Pick out every line below that contains the word "potted", and copy each one.

(Data items)
________________________________________
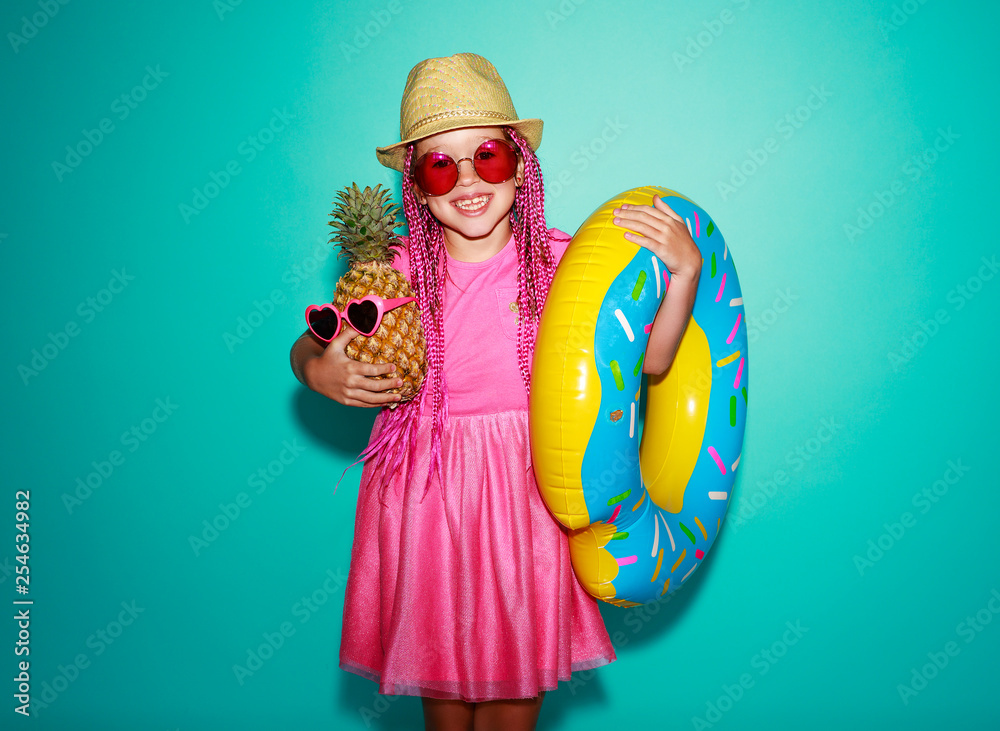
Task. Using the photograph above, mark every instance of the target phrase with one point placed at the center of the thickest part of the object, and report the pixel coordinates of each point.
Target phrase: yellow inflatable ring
(642, 517)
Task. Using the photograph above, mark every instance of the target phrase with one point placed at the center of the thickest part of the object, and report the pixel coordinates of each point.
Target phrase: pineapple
(364, 222)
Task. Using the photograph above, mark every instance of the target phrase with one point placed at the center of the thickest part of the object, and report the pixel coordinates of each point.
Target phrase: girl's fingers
(365, 383)
(374, 369)
(640, 227)
(367, 398)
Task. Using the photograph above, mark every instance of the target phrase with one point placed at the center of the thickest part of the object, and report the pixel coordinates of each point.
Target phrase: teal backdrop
(168, 172)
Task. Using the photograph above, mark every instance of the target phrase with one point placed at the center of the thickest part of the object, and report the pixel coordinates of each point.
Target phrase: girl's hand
(663, 232)
(346, 380)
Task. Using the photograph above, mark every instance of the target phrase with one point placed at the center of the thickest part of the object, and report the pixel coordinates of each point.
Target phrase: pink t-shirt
(480, 329)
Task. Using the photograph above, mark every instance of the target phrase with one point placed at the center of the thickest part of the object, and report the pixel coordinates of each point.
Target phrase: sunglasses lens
(324, 323)
(436, 173)
(363, 317)
(495, 161)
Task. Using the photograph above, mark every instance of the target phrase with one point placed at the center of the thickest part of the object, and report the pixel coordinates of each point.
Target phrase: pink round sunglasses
(364, 315)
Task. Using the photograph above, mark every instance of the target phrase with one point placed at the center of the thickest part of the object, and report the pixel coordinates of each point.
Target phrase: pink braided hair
(536, 265)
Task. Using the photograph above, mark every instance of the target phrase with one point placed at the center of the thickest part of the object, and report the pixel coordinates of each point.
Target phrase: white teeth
(472, 204)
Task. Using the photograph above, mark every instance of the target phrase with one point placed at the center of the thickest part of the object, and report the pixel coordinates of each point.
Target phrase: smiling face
(474, 213)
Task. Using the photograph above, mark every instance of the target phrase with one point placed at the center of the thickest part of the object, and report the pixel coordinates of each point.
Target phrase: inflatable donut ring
(637, 534)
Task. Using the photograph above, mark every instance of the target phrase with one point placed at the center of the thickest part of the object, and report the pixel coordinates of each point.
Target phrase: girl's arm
(328, 370)
(663, 232)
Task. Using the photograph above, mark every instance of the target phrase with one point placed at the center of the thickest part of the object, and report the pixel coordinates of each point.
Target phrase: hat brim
(394, 156)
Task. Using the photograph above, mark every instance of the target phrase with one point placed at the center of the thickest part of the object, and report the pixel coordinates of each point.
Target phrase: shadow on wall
(343, 429)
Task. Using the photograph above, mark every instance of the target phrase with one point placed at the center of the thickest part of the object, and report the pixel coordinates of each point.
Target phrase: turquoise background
(677, 106)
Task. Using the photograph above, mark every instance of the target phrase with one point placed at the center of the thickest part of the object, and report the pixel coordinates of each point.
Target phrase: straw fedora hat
(463, 90)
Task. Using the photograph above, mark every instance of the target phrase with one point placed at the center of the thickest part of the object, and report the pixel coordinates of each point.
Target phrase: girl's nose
(466, 174)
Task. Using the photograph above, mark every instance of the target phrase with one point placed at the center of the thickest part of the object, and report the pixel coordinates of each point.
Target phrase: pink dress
(471, 593)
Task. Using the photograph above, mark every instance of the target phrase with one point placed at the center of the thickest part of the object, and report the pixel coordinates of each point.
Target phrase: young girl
(460, 587)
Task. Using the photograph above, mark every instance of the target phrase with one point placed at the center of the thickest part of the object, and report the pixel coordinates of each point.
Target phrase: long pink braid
(428, 264)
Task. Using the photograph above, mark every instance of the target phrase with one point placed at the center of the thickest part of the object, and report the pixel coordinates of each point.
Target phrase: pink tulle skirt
(469, 594)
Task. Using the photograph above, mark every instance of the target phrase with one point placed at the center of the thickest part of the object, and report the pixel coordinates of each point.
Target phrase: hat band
(456, 113)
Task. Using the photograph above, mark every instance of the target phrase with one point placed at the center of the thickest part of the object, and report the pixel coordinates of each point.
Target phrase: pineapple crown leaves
(364, 222)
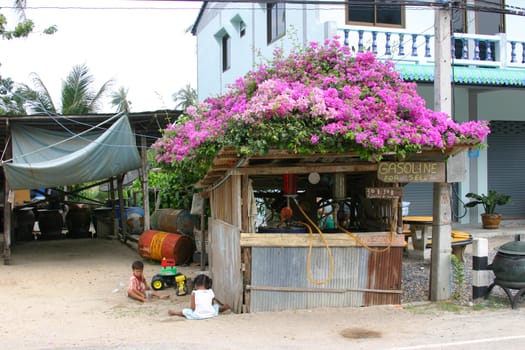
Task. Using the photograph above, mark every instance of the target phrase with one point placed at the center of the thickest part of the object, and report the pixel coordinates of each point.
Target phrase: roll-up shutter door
(506, 164)
(420, 197)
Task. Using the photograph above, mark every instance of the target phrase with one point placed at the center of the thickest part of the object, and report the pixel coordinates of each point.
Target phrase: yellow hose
(330, 256)
(310, 247)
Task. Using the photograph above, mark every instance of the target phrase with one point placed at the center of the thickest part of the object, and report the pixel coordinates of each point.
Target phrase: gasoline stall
(290, 231)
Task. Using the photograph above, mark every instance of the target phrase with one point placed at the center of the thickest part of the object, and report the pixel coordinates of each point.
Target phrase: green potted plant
(489, 218)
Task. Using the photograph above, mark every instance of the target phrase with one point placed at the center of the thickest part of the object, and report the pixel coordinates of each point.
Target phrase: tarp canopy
(44, 158)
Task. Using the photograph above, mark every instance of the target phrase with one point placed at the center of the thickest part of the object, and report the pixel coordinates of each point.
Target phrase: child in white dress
(203, 303)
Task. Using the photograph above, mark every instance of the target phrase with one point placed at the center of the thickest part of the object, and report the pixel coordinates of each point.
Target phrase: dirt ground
(70, 294)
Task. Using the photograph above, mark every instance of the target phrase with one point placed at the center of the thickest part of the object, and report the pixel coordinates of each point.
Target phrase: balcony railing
(466, 49)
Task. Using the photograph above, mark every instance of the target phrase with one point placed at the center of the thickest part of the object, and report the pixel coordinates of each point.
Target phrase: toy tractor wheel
(182, 291)
(157, 283)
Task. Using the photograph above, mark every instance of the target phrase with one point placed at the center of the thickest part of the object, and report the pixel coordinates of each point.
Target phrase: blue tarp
(43, 158)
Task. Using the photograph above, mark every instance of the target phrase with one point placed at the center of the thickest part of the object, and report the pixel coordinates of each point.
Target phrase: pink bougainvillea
(321, 98)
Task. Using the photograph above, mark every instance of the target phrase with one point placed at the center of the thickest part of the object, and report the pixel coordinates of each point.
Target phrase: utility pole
(442, 214)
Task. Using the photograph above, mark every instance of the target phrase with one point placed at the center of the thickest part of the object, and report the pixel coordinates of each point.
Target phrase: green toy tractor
(168, 277)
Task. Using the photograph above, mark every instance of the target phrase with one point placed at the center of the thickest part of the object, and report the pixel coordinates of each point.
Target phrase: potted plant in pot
(489, 218)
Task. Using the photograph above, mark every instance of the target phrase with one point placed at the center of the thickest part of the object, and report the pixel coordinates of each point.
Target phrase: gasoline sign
(411, 171)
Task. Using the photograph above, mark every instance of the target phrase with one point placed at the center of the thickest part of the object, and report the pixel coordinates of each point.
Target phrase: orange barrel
(173, 220)
(24, 223)
(50, 222)
(156, 245)
(78, 221)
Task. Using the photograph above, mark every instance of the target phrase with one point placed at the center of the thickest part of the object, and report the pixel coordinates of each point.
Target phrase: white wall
(250, 50)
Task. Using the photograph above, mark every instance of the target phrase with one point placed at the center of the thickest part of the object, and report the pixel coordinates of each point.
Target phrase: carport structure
(142, 130)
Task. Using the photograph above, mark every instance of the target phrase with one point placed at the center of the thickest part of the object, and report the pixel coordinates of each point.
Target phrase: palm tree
(10, 103)
(78, 96)
(185, 97)
(120, 100)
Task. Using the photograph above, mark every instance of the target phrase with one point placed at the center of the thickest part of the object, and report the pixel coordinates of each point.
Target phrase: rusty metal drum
(50, 223)
(157, 245)
(173, 220)
(78, 221)
(24, 223)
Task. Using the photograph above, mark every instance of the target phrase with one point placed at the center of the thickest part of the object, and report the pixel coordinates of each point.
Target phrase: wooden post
(124, 233)
(7, 206)
(441, 243)
(7, 224)
(442, 226)
(144, 181)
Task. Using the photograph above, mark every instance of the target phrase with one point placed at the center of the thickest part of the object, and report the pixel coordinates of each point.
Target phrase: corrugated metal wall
(283, 273)
(225, 263)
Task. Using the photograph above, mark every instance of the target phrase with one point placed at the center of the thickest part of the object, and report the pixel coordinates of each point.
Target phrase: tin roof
(465, 75)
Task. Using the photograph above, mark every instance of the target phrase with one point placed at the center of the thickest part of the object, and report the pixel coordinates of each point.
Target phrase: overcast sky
(145, 50)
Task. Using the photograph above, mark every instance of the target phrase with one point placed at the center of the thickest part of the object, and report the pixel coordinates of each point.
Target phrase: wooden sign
(384, 192)
(411, 171)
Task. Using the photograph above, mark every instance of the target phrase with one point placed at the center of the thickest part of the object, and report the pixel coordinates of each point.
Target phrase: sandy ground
(70, 294)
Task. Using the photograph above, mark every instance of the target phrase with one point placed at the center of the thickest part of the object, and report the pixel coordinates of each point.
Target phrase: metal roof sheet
(465, 75)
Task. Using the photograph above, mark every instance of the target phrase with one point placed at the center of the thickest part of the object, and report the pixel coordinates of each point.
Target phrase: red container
(173, 220)
(290, 184)
(156, 245)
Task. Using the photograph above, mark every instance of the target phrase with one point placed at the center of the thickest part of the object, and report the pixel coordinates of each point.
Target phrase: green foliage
(23, 27)
(10, 104)
(78, 96)
(185, 97)
(489, 202)
(170, 185)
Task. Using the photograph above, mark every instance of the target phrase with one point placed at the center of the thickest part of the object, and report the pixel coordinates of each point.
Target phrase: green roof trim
(465, 75)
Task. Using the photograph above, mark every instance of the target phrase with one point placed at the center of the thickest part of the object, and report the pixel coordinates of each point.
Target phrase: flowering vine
(317, 99)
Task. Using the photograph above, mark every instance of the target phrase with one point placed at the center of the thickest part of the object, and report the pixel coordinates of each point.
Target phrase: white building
(488, 68)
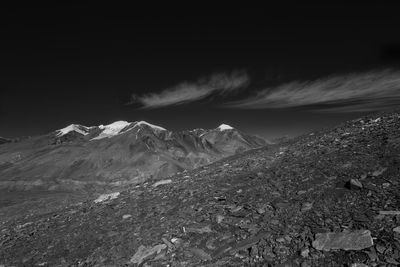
________________________________________
▸ Reply
Target phrase: green potted plant
Target phrase: potted plant in pot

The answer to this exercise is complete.